┌──
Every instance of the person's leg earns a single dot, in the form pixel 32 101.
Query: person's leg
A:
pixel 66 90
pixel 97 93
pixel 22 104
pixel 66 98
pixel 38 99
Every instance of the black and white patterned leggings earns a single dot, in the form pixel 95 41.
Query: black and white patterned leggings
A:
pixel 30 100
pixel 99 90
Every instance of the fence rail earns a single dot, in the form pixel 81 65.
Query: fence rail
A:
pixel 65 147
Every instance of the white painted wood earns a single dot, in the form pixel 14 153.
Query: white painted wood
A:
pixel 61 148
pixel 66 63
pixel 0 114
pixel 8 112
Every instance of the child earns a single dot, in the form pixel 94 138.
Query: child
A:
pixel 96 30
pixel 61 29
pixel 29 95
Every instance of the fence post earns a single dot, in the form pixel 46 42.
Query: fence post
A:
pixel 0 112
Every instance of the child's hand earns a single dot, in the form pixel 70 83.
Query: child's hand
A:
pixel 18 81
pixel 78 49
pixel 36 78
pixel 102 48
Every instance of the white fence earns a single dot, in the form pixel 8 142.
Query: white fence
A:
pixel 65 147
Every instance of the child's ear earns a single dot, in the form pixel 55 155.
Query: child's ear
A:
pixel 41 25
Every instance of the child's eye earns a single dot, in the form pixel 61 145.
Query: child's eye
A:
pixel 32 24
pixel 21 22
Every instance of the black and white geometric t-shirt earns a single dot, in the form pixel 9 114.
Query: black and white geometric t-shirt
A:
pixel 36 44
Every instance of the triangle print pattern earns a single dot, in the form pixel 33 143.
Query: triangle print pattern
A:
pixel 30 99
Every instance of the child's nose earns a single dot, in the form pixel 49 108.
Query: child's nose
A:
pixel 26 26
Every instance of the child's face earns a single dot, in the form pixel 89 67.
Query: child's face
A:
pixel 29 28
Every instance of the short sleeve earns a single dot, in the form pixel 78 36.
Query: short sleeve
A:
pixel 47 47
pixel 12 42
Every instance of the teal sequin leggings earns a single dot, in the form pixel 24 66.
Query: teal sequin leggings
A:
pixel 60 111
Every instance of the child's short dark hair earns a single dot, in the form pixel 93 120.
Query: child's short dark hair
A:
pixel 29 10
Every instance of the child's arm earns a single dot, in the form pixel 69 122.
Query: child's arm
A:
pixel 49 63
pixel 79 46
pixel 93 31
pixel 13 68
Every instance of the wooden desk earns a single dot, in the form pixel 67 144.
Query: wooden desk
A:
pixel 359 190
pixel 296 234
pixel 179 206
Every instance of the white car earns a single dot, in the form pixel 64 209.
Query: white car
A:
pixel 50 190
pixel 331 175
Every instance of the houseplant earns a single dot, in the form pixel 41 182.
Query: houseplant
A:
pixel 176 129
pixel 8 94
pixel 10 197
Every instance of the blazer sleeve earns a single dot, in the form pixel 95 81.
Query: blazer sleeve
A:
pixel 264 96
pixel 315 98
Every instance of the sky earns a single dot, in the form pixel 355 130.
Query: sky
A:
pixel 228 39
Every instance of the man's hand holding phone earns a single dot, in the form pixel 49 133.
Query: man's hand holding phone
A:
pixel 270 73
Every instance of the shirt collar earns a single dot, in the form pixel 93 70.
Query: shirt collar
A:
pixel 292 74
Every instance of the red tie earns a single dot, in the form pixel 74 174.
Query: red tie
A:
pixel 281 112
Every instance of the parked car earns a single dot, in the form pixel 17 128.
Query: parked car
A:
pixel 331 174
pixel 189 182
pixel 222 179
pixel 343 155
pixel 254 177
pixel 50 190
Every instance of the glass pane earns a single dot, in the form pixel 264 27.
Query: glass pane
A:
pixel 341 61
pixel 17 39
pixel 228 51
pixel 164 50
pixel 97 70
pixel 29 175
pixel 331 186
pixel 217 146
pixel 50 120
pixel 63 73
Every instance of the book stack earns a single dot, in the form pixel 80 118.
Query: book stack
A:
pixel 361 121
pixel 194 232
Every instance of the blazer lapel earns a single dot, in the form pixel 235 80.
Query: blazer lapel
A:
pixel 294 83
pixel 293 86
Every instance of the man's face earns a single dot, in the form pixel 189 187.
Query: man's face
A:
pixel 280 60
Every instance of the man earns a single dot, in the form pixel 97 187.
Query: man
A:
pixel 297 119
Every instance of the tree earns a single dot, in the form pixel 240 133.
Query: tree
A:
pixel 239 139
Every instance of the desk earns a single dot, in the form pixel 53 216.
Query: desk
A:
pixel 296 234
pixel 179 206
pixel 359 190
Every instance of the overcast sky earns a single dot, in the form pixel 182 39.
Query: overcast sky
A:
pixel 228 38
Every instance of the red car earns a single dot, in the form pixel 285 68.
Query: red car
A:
└──
Task prompt: Set down all of the records above again, word for word and unchanged.

Task response:
Every instance of the person's leg earns a single dot, in the form pixel 32 101.
Query: person's leg
A:
pixel 66 90
pixel 97 93
pixel 22 104
pixel 66 98
pixel 38 99
Every instance of the black and white patterned leggings earns a single dot, in the form pixel 95 41.
Query: black and white patterned leggings
A:
pixel 30 100
pixel 99 90
Every instance of the fence rail earns a single dot, in the form pixel 81 65.
Query: fence rail
A:
pixel 65 147
Every instance of the white painted wood earns a single dot, in the form pixel 14 153.
Query: white painted wood
A:
pixel 61 148
pixel 66 63
pixel 0 114
pixel 8 112
Every instance of the child earns a single dot, in the form pixel 94 138.
Query: child
A:
pixel 96 30
pixel 61 29
pixel 29 95
Every instance of the fence post earns a single dot, in the form pixel 46 42.
Query: fence post
A:
pixel 0 112
Every instance of the child's hand earns a single dot, in the form pixel 70 83.
Query: child's hand
A:
pixel 18 81
pixel 78 49
pixel 36 78
pixel 102 48
Every instance of the white fence earns a single dot, in the form pixel 8 142.
Query: white fence
A:
pixel 65 147
Every instance of the child's ear earns a single dot, in the form pixel 55 155.
Query: child's ear
A:
pixel 41 25
Every instance of the child's eye earns a single dot, in the form pixel 61 145.
Query: child's eye
A:
pixel 32 24
pixel 21 22
Every instance of the black and white geometric t-shirt earns a single dot, in the form pixel 9 114.
Query: black and white geometric t-shirt
A:
pixel 36 44
Every instance of the triangle print pattern earns a single dot, in the form pixel 33 143.
Query: triangle print pattern
A:
pixel 30 99
Every instance of the child's nose earns a single dot, in the form pixel 49 108.
Query: child's nose
A:
pixel 26 26
Every instance of the child's face earns a single dot, in the form pixel 89 67.
Query: child's face
A:
pixel 29 28
Every instance of the short sleeve earns a single dot, in the form pixel 78 36.
Query: short sleeve
A:
pixel 47 47
pixel 12 42
Every instance of the teal sequin leggings earns a single dot, in the form pixel 24 66.
Query: teal sequin leggings
A:
pixel 60 111
Every instance of the child's short dark hair earns a single dot, in the form pixel 93 120.
Query: child's short dark hair
A:
pixel 29 10
Every instance of the child's arm earns a single dot, in the form pixel 69 122.
Query: child's arm
A:
pixel 49 63
pixel 79 46
pixel 93 31
pixel 13 68
Every instance of the wooden desk earns a single dot, in the form pixel 67 144.
Query: wooden desk
A:
pixel 359 190
pixel 296 234
pixel 179 206
Every instance of the white car earns a single dot, in the form pixel 64 209.
Query: white car
A:
pixel 50 190
pixel 331 175
Every instance of the houseplant earns a single dot, in the form pixel 41 182.
Query: houseplant
A:
pixel 176 129
pixel 8 94
pixel 10 197
Every instance of the blazer sleeve earns a single dot, in the form pixel 95 81.
Query: blazer sleeve
A:
pixel 264 96
pixel 315 98
Every instance of the sky earns a single dot, in the form pixel 355 130.
Query: sky
A:
pixel 228 39
Every instance of the man's hand holding phone earns a single dot, in the form pixel 49 133.
Query: man's hand holding phone
A:
pixel 270 73
Every instance of the shirt collar earns a single dot, in the form pixel 93 70.
Query: shirt collar
A:
pixel 292 74
Every instance of the red tie earns a single dot, in the form pixel 74 174.
Query: red tie
A:
pixel 281 112
Every instance of the parked car earns a single dot, in the form pixel 17 128.
Query: parked car
A:
pixel 331 174
pixel 189 182
pixel 222 179
pixel 343 155
pixel 254 177
pixel 50 190
Every instance of the glass pane earns a single dot, in the form pixel 264 27.
Query: glass pane
A:
pixel 341 61
pixel 17 39
pixel 228 51
pixel 164 50
pixel 97 70
pixel 29 175
pixel 331 186
pixel 217 146
pixel 50 120
pixel 63 73
Every instance of the book stack earns a single dot, in the form pixel 80 118.
Query: book stack
A:
pixel 361 121
pixel 194 232
Every instance of the blazer lapel earns a single dot, in the form pixel 235 80.
Query: blazer lapel
A:
pixel 294 83
pixel 293 86
Every instance of the man's face earns a single dot, in the form pixel 189 187.
Query: man's face
A:
pixel 280 60
Every instance of the man earns a single dot, in the form pixel 97 187.
Query: man
A:
pixel 297 119
Every instance of the tree earns a single dot, in the form pixel 240 133.
Query: tree
A:
pixel 239 139
Every instance of the desk earns a single dot, in the form pixel 53 216.
Query: desk
A:
pixel 296 234
pixel 179 206
pixel 359 190
Every instance of the overcast sky earns a single dot, in the form pixel 182 39.
Query: overcast sky
A:
pixel 228 38
Every instance of the red car earns a single dot, in the form pixel 285 68.
Query: red car
A:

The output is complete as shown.